- [Problem] Show each line of the records below that contains the string "clicks".

Dataset entries
***
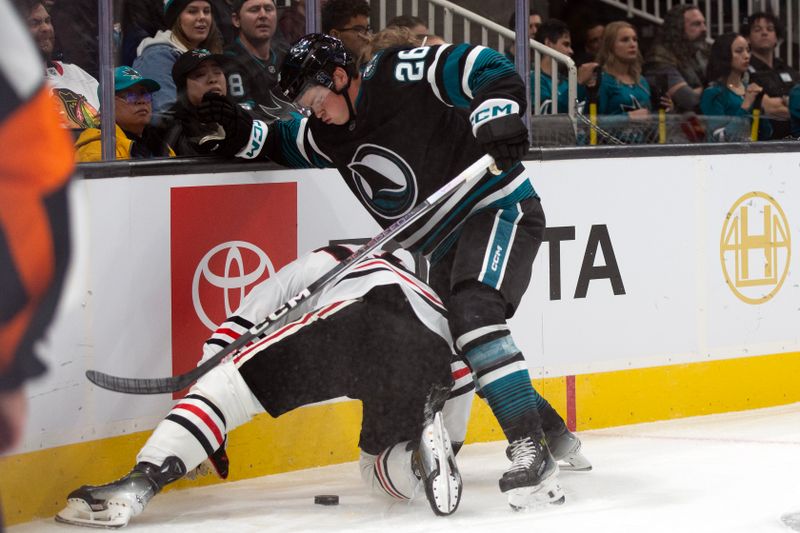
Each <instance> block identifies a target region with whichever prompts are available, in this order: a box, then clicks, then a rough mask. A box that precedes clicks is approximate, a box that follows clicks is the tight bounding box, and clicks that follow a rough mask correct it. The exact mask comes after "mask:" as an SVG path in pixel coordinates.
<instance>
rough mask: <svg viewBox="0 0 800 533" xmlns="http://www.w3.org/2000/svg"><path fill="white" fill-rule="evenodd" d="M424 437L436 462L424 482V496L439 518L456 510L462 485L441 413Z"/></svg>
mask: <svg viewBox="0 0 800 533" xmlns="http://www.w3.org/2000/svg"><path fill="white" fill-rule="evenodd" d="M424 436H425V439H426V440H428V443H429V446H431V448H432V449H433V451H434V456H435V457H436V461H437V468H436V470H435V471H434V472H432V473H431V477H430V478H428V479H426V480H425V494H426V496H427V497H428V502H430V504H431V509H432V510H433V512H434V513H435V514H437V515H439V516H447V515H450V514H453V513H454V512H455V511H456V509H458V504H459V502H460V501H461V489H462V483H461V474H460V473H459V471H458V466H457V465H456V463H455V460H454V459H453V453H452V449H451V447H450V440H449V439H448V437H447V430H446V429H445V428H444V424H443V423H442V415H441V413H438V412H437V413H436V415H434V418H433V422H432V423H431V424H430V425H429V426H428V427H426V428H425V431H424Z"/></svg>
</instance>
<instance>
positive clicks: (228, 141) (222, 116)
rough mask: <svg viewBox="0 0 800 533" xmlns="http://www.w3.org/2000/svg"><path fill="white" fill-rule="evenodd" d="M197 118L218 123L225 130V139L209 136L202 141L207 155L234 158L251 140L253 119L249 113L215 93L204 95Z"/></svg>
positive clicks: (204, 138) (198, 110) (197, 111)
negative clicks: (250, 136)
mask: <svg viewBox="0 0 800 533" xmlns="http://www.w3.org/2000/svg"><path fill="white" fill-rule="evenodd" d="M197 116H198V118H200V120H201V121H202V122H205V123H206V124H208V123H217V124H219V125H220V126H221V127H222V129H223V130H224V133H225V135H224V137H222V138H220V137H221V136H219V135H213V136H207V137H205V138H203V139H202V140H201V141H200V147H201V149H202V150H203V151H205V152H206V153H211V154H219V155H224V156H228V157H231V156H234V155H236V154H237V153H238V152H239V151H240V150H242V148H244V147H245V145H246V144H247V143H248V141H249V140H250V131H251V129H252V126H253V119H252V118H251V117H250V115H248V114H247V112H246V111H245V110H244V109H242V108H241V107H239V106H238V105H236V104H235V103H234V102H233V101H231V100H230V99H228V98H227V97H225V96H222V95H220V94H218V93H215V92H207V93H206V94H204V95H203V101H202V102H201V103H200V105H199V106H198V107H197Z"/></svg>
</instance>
***
- [Completed task]
Each <instance> block identifies a target region with whichever prompts are available, in this order: a box, then clicks, then a rough mask. A box that precedes clicks is approximate, a box that follows clicks is the tight bounding box, and clicks that follow a rough mask correct it. The exact mask comes after "mask:" as an SVG path in pixel coordinates.
positive clicks: (228, 141) (222, 116)
positive clicks: (204, 138) (198, 110) (197, 111)
negative clicks: (250, 136)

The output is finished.